Task goal ->
Put each line of the material below into a Markdown table with the columns Row and Line, numbering the rows in order and skipping blank lines. Leave the pictures out of the answer.
## Start
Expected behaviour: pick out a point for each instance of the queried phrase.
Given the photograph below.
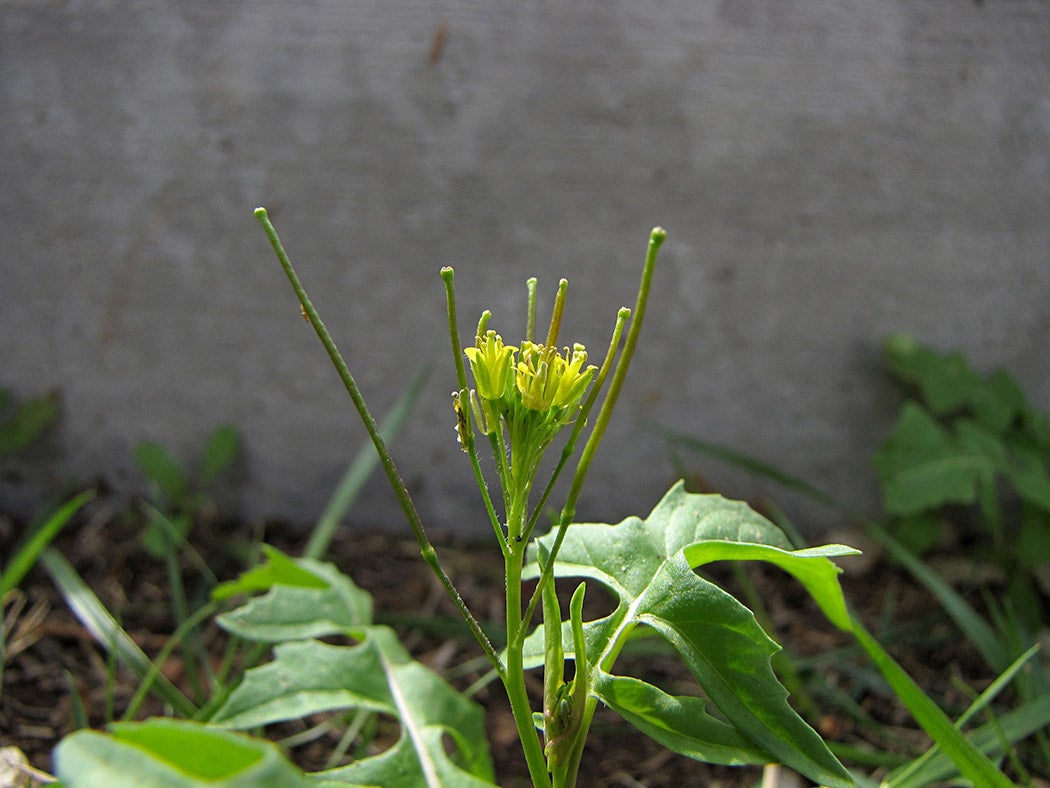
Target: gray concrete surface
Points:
(826, 171)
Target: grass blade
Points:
(103, 626)
(931, 765)
(28, 553)
(964, 753)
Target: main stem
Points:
(513, 681)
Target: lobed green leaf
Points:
(650, 565)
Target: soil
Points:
(54, 666)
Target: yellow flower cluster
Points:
(539, 374)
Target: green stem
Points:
(448, 275)
(513, 681)
(397, 484)
(530, 320)
(656, 239)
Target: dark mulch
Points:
(50, 655)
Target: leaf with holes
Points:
(649, 564)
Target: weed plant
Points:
(527, 397)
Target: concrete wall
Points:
(826, 171)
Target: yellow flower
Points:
(490, 363)
(546, 379)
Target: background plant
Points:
(968, 456)
(653, 566)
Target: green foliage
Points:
(305, 600)
(179, 494)
(23, 423)
(375, 675)
(649, 564)
(971, 440)
(26, 555)
(968, 435)
(968, 438)
(172, 753)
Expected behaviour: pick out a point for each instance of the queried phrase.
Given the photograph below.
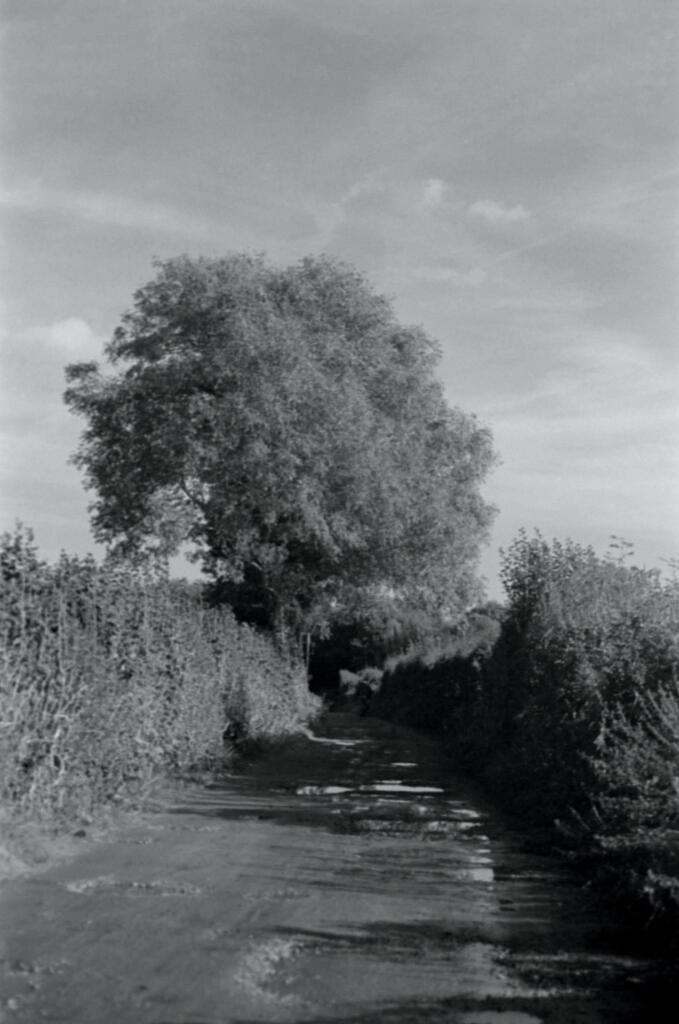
## End
Final answer ->
| Row | Line |
|---|---|
| 1 | Expected behaviour: pick out a point for each instance of the queried phrase. |
| 2 | Given the photograph below. |
| 3 | Target: gray concrete surface |
| 4 | Points: |
| 5 | (826, 171) |
| 6 | Target: grass blade |
| 7 | Points: |
| 8 | (103, 626) |
| 9 | (931, 765) |
| 10 | (28, 553) |
| 11 | (964, 753) |
| 12 | Target: main stem |
| 13 | Points: |
| 14 | (513, 681) |
| 15 | Target: lobed green leaf |
| 16 | Points: |
| 17 | (650, 565) |
| 18 | Target: soil |
| 19 | Points: |
| 20 | (54, 666) |
| 21 | Target: yellow flower cluster |
| 22 | Points: |
| 23 | (539, 374) |
| 24 | Target: green stem |
| 25 | Points: |
| 26 | (448, 275) |
| 27 | (513, 681) |
| 28 | (397, 484) |
| 29 | (530, 320) |
| 30 | (656, 239) |
| 31 | Target: dark mulch |
| 32 | Points: |
| 33 | (50, 655) |
| 34 | Target: leaf with holes |
| 35 | Points: |
| 36 | (649, 564) |
| 37 | Target: weed plant |
| 38 | Points: |
| 39 | (527, 397) |
| 40 | Target: concrete wall |
| 41 | Points: |
| 42 | (826, 171) |
| 43 | Target: yellow flower |
| 44 | Points: |
| 45 | (490, 363) |
| 46 | (546, 379) |
| 47 | Target: background plant |
| 48 | Points: |
| 49 | (968, 456) |
| 50 | (653, 566) |
| 51 | Target: green foliage |
| 52 | Points: |
| 53 | (305, 600) |
| 54 | (179, 494) |
| 55 | (23, 423) |
| 56 | (375, 675) |
| 57 | (649, 564) |
| 58 | (971, 440) |
| 59 | (26, 555) |
| 60 | (968, 435) |
| 61 | (968, 438) |
| 62 | (172, 753) |
| 63 | Expected behaviour: pick out a point for each instance of the queried phrase. |
| 64 | Given the photograph below. |